Return verbatim the stretch of the listing below, from the line containing "Task: point to every instance of the carved stone frieze." through the end of the listing, both ends included.

##### Provided records

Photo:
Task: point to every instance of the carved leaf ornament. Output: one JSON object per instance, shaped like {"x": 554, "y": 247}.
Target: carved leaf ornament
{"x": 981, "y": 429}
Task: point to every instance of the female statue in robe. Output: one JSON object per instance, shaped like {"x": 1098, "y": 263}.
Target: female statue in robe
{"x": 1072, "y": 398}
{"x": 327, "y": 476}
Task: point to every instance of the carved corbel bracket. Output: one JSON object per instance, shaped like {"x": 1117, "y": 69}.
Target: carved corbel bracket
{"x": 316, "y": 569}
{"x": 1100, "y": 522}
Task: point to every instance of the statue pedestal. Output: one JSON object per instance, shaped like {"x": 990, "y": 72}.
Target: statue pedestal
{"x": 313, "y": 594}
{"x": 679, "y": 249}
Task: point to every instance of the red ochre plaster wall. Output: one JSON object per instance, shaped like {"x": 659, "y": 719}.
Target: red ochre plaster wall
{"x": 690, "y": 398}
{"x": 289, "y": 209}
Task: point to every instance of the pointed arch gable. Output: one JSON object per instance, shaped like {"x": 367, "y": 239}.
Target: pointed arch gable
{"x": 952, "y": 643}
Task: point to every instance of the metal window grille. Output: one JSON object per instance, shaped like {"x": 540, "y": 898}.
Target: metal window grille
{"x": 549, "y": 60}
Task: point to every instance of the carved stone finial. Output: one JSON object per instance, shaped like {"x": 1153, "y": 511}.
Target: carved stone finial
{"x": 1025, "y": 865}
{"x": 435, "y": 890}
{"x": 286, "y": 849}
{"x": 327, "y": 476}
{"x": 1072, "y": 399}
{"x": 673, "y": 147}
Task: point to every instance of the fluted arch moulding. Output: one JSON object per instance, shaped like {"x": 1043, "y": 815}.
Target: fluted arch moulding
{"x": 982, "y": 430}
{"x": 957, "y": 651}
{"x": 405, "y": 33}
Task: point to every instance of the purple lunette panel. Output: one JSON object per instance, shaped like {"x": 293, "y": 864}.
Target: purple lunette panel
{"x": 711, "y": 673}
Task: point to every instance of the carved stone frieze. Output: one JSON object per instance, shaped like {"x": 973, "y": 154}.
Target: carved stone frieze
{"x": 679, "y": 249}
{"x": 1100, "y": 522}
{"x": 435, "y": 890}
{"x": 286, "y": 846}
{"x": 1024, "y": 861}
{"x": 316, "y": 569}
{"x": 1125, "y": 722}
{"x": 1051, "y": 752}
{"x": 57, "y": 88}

##########

Exercise output.
Task: point to every instance of the carved stone frieze. Output: one JSON object per instance, shaped like {"x": 973, "y": 154}.
Target: carved stone frieze
{"x": 679, "y": 249}
{"x": 1100, "y": 522}
{"x": 435, "y": 890}
{"x": 286, "y": 846}
{"x": 1024, "y": 861}
{"x": 316, "y": 569}
{"x": 1125, "y": 722}
{"x": 1051, "y": 752}
{"x": 57, "y": 88}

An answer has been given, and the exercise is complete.